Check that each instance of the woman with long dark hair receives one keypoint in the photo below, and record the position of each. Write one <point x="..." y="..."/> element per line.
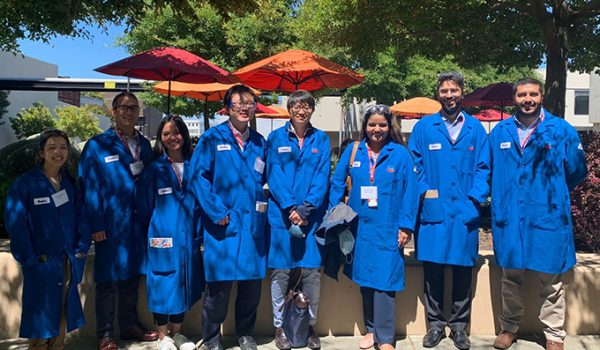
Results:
<point x="49" y="237"/>
<point x="167" y="212"/>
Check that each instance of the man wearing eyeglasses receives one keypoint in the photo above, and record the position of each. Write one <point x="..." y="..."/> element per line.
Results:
<point x="109" y="166"/>
<point x="228" y="177"/>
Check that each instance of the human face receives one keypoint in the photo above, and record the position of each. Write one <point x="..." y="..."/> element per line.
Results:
<point x="241" y="109"/>
<point x="449" y="95"/>
<point x="55" y="152"/>
<point x="171" y="138"/>
<point x="528" y="98"/>
<point x="377" y="129"/>
<point x="126" y="114"/>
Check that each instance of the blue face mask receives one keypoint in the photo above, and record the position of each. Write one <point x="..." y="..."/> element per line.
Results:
<point x="296" y="231"/>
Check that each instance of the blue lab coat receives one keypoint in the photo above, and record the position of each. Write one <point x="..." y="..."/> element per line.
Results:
<point x="109" y="192"/>
<point x="296" y="176"/>
<point x="38" y="228"/>
<point x="229" y="182"/>
<point x="531" y="208"/>
<point x="378" y="262"/>
<point x="170" y="223"/>
<point x="448" y="231"/>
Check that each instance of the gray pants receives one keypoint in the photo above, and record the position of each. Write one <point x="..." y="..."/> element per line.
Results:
<point x="310" y="285"/>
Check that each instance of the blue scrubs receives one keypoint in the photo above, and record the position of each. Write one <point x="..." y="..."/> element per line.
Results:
<point x="108" y="191"/>
<point x="170" y="221"/>
<point x="531" y="208"/>
<point x="459" y="171"/>
<point x="41" y="235"/>
<point x="296" y="176"/>
<point x="397" y="202"/>
<point x="229" y="182"/>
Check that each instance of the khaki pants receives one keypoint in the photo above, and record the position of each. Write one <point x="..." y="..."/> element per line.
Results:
<point x="58" y="342"/>
<point x="552" y="310"/>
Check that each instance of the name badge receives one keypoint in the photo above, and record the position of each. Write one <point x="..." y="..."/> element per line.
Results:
<point x="259" y="165"/>
<point x="137" y="167"/>
<point x="161" y="242"/>
<point x="165" y="190"/>
<point x="41" y="200"/>
<point x="261" y="207"/>
<point x="60" y="198"/>
<point x="110" y="159"/>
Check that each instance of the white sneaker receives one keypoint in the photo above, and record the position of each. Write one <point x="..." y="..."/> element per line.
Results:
<point x="183" y="343"/>
<point x="166" y="343"/>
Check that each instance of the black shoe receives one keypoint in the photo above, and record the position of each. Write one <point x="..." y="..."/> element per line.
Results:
<point x="433" y="337"/>
<point x="460" y="339"/>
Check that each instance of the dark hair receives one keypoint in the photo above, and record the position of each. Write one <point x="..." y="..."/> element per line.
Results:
<point x="527" y="81"/>
<point x="395" y="133"/>
<point x="122" y="95"/>
<point x="159" y="148"/>
<point x="454" y="76"/>
<point x="300" y="97"/>
<point x="237" y="90"/>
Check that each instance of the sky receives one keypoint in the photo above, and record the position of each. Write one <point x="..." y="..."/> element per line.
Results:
<point x="77" y="57"/>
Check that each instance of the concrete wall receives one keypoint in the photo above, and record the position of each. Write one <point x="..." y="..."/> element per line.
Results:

---

State the number of lines in these entries where the word "hair" occurs, without any other words.

_Expected answer_
2